╔══

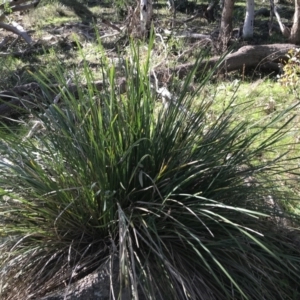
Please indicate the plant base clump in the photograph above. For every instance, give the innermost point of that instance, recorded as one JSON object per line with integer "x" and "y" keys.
{"x": 176, "y": 198}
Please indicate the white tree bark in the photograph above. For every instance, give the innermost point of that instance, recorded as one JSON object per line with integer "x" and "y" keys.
{"x": 249, "y": 20}
{"x": 145, "y": 14}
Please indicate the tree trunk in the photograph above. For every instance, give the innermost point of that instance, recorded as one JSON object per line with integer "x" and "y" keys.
{"x": 226, "y": 24}
{"x": 295, "y": 32}
{"x": 249, "y": 20}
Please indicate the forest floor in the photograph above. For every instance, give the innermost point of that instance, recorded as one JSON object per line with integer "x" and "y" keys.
{"x": 68, "y": 35}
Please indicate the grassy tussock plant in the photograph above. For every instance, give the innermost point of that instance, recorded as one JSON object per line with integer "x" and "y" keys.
{"x": 167, "y": 192}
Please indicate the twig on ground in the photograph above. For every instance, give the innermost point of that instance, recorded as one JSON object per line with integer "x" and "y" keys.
{"x": 17, "y": 29}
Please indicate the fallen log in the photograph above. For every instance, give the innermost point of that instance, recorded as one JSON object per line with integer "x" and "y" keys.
{"x": 19, "y": 98}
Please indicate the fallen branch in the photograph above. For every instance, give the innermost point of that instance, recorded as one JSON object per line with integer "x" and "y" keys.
{"x": 245, "y": 57}
{"x": 17, "y": 29}
{"x": 286, "y": 32}
{"x": 20, "y": 98}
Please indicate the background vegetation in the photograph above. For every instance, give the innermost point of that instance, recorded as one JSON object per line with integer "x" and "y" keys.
{"x": 194, "y": 196}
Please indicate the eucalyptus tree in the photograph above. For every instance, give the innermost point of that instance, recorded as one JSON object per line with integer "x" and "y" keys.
{"x": 295, "y": 31}
{"x": 249, "y": 19}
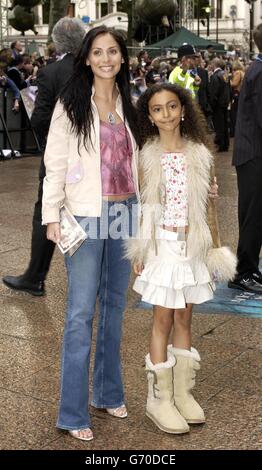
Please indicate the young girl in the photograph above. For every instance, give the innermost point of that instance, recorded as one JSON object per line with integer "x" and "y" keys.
{"x": 172, "y": 253}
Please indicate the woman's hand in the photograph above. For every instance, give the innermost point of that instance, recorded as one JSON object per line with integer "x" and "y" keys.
{"x": 53, "y": 232}
{"x": 138, "y": 268}
{"x": 213, "y": 190}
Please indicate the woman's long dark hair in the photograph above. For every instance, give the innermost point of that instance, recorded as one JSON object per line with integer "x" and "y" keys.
{"x": 194, "y": 125}
{"x": 76, "y": 96}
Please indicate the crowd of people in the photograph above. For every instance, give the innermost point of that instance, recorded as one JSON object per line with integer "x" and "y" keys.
{"x": 140, "y": 147}
{"x": 219, "y": 79}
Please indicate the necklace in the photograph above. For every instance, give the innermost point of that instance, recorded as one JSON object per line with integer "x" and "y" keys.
{"x": 111, "y": 118}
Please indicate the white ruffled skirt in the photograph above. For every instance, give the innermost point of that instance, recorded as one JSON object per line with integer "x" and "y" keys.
{"x": 170, "y": 279}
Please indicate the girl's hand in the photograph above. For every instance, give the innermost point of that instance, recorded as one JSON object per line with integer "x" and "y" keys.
{"x": 138, "y": 268}
{"x": 53, "y": 232}
{"x": 213, "y": 190}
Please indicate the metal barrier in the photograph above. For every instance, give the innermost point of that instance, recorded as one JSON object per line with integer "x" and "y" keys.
{"x": 16, "y": 132}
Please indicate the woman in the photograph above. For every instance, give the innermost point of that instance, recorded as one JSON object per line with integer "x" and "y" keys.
{"x": 91, "y": 165}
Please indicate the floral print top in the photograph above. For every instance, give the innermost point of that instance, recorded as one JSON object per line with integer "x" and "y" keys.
{"x": 174, "y": 197}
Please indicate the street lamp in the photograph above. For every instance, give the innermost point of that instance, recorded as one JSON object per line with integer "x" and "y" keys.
{"x": 208, "y": 11}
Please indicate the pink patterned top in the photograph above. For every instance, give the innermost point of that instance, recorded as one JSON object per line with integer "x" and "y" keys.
{"x": 116, "y": 159}
{"x": 174, "y": 196}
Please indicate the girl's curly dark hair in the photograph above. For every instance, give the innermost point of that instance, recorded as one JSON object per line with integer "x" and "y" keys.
{"x": 194, "y": 125}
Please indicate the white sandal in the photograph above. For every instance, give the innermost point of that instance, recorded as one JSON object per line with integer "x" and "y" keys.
{"x": 120, "y": 412}
{"x": 76, "y": 434}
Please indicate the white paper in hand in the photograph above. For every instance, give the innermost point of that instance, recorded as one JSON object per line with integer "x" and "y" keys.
{"x": 72, "y": 234}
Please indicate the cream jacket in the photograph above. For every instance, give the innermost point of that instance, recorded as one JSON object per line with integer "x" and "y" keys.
{"x": 199, "y": 239}
{"x": 71, "y": 178}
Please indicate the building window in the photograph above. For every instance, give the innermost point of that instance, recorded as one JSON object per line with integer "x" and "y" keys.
{"x": 219, "y": 8}
{"x": 45, "y": 11}
{"x": 119, "y": 6}
{"x": 104, "y": 8}
{"x": 201, "y": 5}
{"x": 71, "y": 10}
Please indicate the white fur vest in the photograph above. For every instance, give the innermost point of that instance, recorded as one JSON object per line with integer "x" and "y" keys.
{"x": 199, "y": 240}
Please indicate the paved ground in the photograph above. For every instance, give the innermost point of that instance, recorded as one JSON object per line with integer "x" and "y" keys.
{"x": 228, "y": 385}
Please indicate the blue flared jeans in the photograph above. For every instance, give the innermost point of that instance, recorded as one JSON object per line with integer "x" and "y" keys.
{"x": 96, "y": 269}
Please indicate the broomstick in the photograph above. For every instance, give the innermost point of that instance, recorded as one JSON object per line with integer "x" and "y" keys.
{"x": 212, "y": 215}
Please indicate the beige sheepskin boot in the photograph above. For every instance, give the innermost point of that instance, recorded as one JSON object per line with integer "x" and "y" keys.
{"x": 160, "y": 406}
{"x": 187, "y": 363}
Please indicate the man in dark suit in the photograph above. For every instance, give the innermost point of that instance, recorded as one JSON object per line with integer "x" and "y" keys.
{"x": 68, "y": 34}
{"x": 247, "y": 158}
{"x": 219, "y": 89}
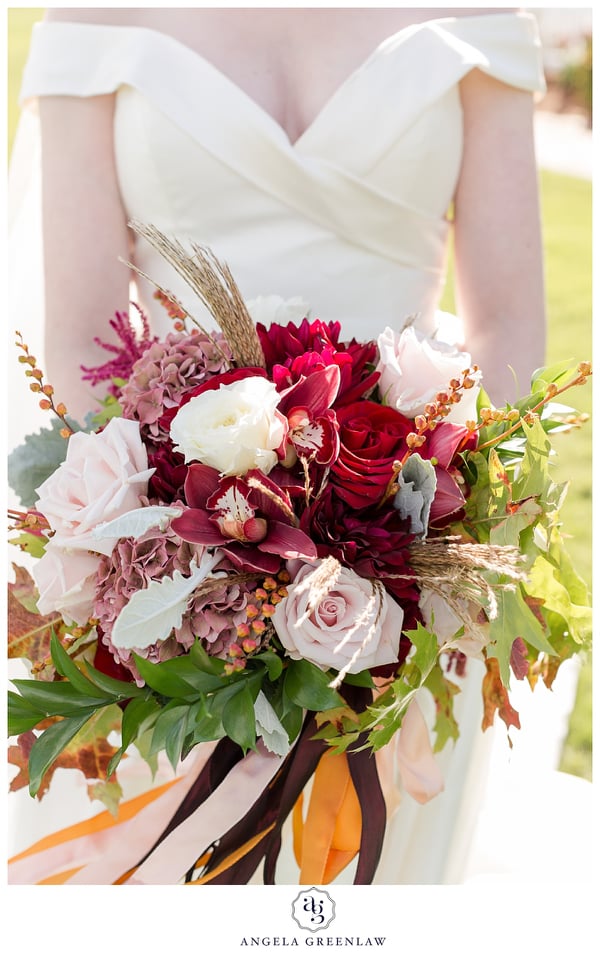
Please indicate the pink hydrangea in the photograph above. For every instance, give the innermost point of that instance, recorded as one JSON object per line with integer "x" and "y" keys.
{"x": 214, "y": 618}
{"x": 165, "y": 371}
{"x": 132, "y": 565}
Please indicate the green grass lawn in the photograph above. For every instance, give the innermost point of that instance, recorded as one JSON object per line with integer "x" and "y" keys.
{"x": 567, "y": 224}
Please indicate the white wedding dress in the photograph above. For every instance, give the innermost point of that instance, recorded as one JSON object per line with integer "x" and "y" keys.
{"x": 352, "y": 217}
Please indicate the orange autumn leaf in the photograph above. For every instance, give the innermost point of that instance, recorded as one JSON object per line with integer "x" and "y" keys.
{"x": 28, "y": 632}
{"x": 89, "y": 752}
{"x": 495, "y": 698}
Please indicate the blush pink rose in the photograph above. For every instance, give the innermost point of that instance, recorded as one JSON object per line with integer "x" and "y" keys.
{"x": 335, "y": 633}
{"x": 66, "y": 583}
{"x": 103, "y": 476}
{"x": 414, "y": 368}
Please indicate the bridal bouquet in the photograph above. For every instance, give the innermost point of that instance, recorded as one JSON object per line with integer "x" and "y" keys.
{"x": 270, "y": 545}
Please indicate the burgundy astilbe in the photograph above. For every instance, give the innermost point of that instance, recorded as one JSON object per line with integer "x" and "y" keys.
{"x": 165, "y": 372}
{"x": 134, "y": 342}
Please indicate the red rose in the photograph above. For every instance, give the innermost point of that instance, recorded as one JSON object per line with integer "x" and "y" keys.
{"x": 372, "y": 437}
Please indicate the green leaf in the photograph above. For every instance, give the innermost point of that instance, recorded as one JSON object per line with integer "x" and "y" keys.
{"x": 163, "y": 678}
{"x": 443, "y": 691}
{"x": 533, "y": 477}
{"x": 515, "y": 619}
{"x": 138, "y": 715}
{"x": 427, "y": 649}
{"x": 550, "y": 582}
{"x": 239, "y": 720}
{"x": 58, "y": 698}
{"x": 30, "y": 543}
{"x": 271, "y": 661}
{"x": 22, "y": 716}
{"x": 205, "y": 662}
{"x": 308, "y": 686}
{"x": 49, "y": 745}
{"x": 66, "y": 667}
{"x": 119, "y": 690}
{"x": 183, "y": 667}
{"x": 167, "y": 726}
{"x": 508, "y": 531}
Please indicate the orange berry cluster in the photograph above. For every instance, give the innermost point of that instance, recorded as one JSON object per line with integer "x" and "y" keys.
{"x": 440, "y": 407}
{"x": 253, "y": 633}
{"x": 38, "y": 386}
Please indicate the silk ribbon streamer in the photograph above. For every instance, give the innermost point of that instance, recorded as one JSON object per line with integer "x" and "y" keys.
{"x": 329, "y": 839}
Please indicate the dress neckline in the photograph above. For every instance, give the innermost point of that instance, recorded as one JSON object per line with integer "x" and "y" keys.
{"x": 266, "y": 117}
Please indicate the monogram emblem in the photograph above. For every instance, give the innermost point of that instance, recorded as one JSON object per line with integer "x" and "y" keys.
{"x": 313, "y": 909}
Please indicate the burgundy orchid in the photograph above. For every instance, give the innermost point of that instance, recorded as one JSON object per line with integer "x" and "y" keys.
{"x": 441, "y": 447}
{"x": 249, "y": 515}
{"x": 313, "y": 426}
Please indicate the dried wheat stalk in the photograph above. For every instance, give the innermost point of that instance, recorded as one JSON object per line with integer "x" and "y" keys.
{"x": 213, "y": 283}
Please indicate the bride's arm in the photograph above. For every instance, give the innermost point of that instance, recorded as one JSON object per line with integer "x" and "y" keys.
{"x": 498, "y": 248}
{"x": 85, "y": 232}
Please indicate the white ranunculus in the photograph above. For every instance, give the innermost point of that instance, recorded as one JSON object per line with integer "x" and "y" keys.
{"x": 269, "y": 309}
{"x": 414, "y": 368}
{"x": 233, "y": 429}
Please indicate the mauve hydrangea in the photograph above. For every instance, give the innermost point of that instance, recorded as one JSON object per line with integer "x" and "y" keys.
{"x": 165, "y": 371}
{"x": 132, "y": 565}
{"x": 214, "y": 618}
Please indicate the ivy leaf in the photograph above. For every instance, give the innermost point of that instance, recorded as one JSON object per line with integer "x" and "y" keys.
{"x": 35, "y": 460}
{"x": 308, "y": 686}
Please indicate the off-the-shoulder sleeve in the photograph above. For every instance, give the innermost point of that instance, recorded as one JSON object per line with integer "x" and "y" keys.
{"x": 76, "y": 59}
{"x": 506, "y": 46}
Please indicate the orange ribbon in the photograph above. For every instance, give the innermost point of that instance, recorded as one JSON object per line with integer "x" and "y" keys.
{"x": 329, "y": 839}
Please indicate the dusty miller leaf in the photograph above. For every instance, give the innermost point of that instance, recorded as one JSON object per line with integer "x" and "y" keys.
{"x": 35, "y": 460}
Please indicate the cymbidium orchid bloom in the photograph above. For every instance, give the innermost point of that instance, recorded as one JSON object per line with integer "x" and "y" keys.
{"x": 313, "y": 427}
{"x": 251, "y": 516}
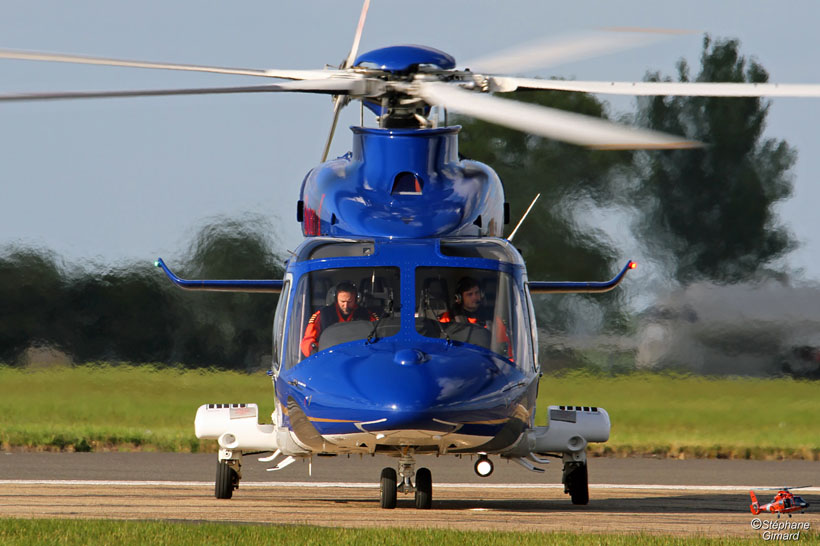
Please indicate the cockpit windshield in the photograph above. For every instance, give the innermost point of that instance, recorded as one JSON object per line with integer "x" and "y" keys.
{"x": 475, "y": 306}
{"x": 333, "y": 306}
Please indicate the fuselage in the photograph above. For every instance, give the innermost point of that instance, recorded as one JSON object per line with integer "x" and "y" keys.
{"x": 404, "y": 378}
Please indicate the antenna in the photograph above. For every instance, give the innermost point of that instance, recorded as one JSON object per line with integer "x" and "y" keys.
{"x": 521, "y": 221}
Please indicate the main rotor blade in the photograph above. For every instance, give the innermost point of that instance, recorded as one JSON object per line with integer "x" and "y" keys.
{"x": 546, "y": 53}
{"x": 81, "y": 59}
{"x": 340, "y": 102}
{"x": 687, "y": 89}
{"x": 331, "y": 87}
{"x": 549, "y": 122}
{"x": 357, "y": 37}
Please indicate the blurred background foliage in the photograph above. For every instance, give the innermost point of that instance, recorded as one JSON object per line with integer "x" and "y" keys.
{"x": 704, "y": 215}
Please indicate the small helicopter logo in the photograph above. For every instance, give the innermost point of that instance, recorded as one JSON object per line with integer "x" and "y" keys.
{"x": 785, "y": 502}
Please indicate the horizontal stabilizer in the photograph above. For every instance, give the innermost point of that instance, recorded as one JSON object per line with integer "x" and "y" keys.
{"x": 261, "y": 286}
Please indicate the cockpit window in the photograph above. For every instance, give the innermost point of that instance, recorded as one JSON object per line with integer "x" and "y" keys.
{"x": 333, "y": 306}
{"x": 475, "y": 306}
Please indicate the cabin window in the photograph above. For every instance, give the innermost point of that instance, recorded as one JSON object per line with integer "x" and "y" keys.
{"x": 472, "y": 248}
{"x": 339, "y": 249}
{"x": 322, "y": 318}
{"x": 407, "y": 183}
{"x": 279, "y": 325}
{"x": 473, "y": 306}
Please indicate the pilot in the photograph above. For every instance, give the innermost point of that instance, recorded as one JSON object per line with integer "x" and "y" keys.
{"x": 344, "y": 310}
{"x": 468, "y": 308}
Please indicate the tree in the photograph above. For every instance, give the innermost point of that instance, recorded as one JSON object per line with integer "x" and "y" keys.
{"x": 710, "y": 212}
{"x": 573, "y": 182}
{"x": 227, "y": 330}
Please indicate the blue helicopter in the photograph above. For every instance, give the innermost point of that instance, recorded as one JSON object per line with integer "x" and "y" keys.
{"x": 405, "y": 324}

╚══

#### To be done
Quote the line that contains "Please indicate the pilot" and each line after it through the end of the data, exactly, leaving out everything else.

#### The result
Please indicate the pilot in the photograph above. For every instance, give the innermost point of that instance, recorded as one JSON object per line with integer "x" and "y" keys.
{"x": 344, "y": 310}
{"x": 468, "y": 308}
Please indicate the tree in the photograph above. For every instance, give the innermost point of that instance, recorded as one JSON object per line with integer "x" and "y" keys.
{"x": 710, "y": 212}
{"x": 573, "y": 182}
{"x": 227, "y": 330}
Please indicate the blue helicopter in the photograph above. For every instance, give the innermost point of that instance, recorded as one JSON object per line with integer "x" and "y" keys.
{"x": 405, "y": 324}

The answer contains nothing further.